■ Requirements
Scale the stretch of entries from the line that contains "red car | outline every instance" through the line that contains "M 687 147 L", both included, and rewrite only those lines. Keep every request line as it is, and multiply each coordinate in the path data by 2.05, rounding to whole numbers with halves rounded up.

Boundary annotation records
———
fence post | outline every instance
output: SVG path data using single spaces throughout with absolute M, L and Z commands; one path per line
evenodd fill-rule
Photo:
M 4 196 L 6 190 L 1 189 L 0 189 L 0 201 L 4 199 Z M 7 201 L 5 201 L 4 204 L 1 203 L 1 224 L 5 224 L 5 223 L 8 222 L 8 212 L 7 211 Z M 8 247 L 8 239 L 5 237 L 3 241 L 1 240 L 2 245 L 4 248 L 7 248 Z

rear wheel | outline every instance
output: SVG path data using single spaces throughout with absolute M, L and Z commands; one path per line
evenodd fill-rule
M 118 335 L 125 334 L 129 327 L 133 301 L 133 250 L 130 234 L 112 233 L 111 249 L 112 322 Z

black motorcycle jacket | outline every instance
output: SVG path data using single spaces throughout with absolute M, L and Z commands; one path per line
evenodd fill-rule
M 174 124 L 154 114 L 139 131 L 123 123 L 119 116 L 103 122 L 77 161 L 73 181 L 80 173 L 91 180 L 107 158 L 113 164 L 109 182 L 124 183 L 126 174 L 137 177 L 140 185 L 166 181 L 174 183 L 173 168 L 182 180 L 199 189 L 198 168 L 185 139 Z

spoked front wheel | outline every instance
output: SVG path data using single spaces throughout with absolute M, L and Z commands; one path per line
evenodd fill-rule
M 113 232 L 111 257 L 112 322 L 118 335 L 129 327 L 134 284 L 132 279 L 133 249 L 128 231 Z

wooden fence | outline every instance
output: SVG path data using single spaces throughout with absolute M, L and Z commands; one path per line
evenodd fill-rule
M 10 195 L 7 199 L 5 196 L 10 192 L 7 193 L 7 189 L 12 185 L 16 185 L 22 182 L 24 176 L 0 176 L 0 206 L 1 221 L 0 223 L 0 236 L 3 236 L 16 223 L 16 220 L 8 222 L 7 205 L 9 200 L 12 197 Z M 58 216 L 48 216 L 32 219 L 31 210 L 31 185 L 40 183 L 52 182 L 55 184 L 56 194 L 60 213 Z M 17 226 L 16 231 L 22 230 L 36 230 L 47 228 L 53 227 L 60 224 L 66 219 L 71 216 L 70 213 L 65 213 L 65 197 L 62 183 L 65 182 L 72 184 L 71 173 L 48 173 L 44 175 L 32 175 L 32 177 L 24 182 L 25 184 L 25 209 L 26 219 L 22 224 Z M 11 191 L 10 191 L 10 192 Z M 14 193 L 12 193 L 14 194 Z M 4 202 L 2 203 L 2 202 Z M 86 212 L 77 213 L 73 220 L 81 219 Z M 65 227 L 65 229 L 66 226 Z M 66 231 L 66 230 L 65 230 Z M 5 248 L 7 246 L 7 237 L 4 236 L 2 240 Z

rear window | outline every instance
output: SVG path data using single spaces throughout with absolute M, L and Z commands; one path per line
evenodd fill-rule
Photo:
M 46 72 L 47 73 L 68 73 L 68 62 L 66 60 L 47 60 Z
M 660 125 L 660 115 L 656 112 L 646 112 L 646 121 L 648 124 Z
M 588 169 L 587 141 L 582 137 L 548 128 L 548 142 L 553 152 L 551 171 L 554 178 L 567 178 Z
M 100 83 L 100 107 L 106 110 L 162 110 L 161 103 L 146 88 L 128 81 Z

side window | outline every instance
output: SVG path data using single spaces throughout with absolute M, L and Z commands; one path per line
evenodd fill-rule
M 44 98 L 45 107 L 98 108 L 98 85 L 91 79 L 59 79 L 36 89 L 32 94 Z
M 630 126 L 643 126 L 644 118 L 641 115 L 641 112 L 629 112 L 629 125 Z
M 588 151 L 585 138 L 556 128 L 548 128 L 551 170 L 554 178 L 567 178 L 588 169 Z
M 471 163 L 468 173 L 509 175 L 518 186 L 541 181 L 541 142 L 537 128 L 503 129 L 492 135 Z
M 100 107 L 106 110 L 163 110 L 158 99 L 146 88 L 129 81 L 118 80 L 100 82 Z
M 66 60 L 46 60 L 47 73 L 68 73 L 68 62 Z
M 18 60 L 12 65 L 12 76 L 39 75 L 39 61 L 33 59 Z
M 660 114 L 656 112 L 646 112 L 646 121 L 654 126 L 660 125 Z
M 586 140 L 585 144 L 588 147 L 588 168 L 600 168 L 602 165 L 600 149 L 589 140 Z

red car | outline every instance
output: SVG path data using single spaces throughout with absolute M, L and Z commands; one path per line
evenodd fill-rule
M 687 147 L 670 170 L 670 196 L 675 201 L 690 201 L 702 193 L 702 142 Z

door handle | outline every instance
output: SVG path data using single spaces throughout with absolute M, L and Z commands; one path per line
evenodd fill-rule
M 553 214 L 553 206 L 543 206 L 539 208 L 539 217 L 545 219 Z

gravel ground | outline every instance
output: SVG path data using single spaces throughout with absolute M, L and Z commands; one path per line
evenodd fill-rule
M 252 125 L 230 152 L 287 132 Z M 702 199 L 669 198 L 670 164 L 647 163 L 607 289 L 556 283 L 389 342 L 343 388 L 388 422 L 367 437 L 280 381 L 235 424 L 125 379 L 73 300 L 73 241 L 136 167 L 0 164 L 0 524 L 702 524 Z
———
■ Completed task
red car | outline every instance
output: SVG path data using single spaces throughout with absolute M, L and Z commands; one path per line
evenodd fill-rule
M 1408 301 L 1374 349 L 1374 402 L 1384 412 L 1415 412 L 1439 396 L 1439 291 Z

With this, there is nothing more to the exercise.